__DATASET CONTENT__.
□ □ □ □
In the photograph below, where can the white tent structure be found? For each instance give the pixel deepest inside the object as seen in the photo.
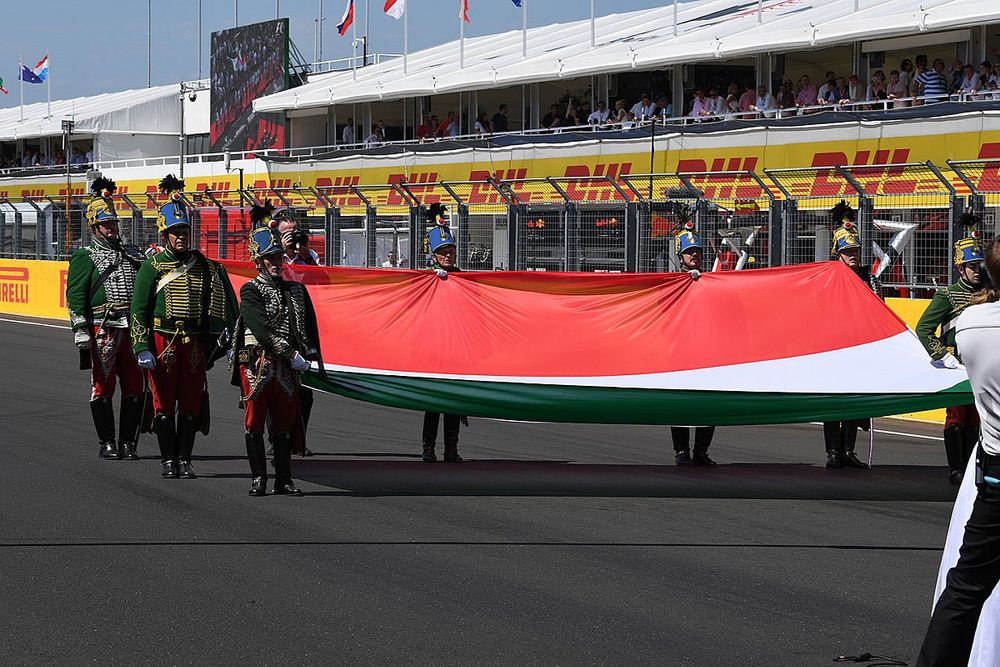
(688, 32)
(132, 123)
□ □ □ □
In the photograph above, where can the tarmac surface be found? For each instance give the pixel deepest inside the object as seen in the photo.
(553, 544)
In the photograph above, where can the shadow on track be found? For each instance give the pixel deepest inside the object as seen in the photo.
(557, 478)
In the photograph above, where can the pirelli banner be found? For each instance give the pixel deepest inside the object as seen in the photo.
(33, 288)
□ □ □ □
__TASK TO CARRY OUT__. Please find each line in the entries that includes the word "above" and copy those lines out in full.

__RESPONSE TO THE EXERCISE__.
In the photograph above, where can the tarmac surface be found? For each instance give the pixel deepest inside the object as seen in the photo.
In the photograph above, where can the shadow on track be found? For each instance give the pixel deepest inside the object as seen in the photo.
In the photograph above, where can the pirelli banner be found? For each instance give the pixel deepest inside the object as seen in the photo.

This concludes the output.